▶ **WRITTEN INSTRUCTION 1**:
List every word or phrase that the post on nowcasting horizons sets in quotation marks.
▶ **WRITTEN INSTRUCTION 2**:
Answer from the post on nowcasting horizons:
(a) How far into the future does a long-term forecast look?
(b) A nowcast with a delay of 1 day is a nowcast for what?
(c) In nowcasting, what does the post say "horizon" actually means?
▶ **WRITTEN INSTRUCTION 3**:
Pick up the post on how to talk about nowcasting horizons and keep writing after its final sentence.

▶ **TEXT PROVIDED**:
#####
How should we talk about nowcasting horizons?

This is one for the whole nowcasting community, I’m very interested in your ideas and opinions. :smiley:

The question is as follows: what wording should we use to distinguish nowcasts at different horizons? In forecasting, this is easy:

  • a short-term forecast / forecast with a short horizon is a forecast for only a few days into the future starting from the current “now” (this is the present in real-time forecasting, or more generally the date until data is available to the model)
  • a long-term forecast / forecast with a long horizon is a forecast many days into the future.

Of course, the actual horizons associated with these terms are context-specific and need to be defined for a given application, but everyone gets the idea intuitively.

In nowcasting however, things are more difficult. What we here mean with the “horizon” is actually the delay with which the nowcasts are made. A nowcast with a delay of zero days is a nowcast for the “present”, a nowcast with a delay of 1 days is a nowcast for yesterday, and so on. Hence, as the delay gets larger, we go further into the past.
#####
▶ **DATA ROWS**:
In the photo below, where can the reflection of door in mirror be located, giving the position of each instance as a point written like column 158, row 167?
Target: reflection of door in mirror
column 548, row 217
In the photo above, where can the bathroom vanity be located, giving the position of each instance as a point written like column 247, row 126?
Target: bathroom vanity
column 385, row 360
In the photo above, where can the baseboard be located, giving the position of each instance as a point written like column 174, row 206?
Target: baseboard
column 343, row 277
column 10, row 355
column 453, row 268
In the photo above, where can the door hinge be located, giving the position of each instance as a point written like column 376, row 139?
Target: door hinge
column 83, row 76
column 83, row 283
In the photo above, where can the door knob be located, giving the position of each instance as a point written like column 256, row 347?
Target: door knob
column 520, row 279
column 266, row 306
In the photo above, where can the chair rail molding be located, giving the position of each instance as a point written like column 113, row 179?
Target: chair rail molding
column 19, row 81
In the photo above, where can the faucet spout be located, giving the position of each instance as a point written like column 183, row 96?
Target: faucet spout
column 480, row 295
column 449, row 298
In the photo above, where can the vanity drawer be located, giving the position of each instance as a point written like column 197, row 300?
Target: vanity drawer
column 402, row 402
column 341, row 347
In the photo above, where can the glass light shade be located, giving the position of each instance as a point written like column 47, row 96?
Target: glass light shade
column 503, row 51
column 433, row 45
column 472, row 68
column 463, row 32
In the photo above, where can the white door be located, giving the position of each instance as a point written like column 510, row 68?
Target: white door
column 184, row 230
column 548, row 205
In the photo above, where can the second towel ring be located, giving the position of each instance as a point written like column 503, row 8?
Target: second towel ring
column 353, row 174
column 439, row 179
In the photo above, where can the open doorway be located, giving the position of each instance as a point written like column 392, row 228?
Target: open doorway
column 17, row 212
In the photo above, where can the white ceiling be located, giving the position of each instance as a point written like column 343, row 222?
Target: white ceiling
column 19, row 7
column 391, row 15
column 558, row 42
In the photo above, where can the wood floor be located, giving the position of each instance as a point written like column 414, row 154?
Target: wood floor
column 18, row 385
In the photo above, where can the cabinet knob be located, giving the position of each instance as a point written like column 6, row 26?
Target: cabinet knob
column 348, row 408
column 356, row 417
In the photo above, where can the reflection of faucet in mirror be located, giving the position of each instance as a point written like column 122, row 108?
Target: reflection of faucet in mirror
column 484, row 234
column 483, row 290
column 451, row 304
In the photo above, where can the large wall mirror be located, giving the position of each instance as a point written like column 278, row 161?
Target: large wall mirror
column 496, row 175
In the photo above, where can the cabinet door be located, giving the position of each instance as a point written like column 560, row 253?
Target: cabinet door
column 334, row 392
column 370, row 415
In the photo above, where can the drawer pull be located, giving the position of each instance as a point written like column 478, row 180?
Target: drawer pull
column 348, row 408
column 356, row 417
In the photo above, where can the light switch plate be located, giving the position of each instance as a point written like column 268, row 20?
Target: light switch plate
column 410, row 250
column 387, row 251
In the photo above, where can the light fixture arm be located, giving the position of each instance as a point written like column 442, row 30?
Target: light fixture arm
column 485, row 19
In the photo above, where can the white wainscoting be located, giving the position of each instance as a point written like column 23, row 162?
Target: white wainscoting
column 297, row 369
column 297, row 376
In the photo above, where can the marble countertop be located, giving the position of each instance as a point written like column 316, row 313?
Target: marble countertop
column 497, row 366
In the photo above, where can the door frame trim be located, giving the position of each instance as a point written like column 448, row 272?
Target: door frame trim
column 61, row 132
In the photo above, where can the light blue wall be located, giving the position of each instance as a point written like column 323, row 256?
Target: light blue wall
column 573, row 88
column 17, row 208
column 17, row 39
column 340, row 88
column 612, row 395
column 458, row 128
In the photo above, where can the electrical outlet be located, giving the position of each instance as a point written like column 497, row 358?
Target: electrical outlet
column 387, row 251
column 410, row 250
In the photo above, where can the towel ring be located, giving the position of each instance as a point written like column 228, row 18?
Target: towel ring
#####
▶ **EXPECTED ANSWER 1**:
now
horizon
present

▶ **EXPECTED ANSWER 2**:
(a) Many days into the future.
(b) Yesterday.
(c) The delay with which the nowcasts are made.

▶ **EXPECTED ANSWER 3**:
So, how would you loosely distinguish nowcasts with short delays vs. with long delays?

  • Short-term nowcasts vs. long-term nowcasts? Couldn’t this mislead people into interpreting this analogously to the forecasting terminology and make them believe that short-term nowcasts are “easier” than long-term nowcasts (the opposite is true of course)?
  • The other way round: Long-term nowcasts for short delays vs. short-term nowcasts for long delays? This then has the same direction in time as in forecasting, but it potentially very confusing?
  • Nowcasts for dates close to the present vs. further in the past?
  • Simply short-delay vs long-delay nowcasts? Does this solve the problem of misinterpretation?

Something to keep in mind here is that we might also combine nowcasting and forecasting in one tool/model (see e.g. Forecasting in epinowcast), so it becomes even more important to have a consistent and maximally inuitive terminology.

What are your intuitions when your hear about these terms, and can you think of any better terms? As far as I am aware there is not yet an established terminology for this in nowcasting, but please correct me should I be wrong!

Hi @adrianlison, it’s great to hear you talking about this, I agree it can be really unintuitive.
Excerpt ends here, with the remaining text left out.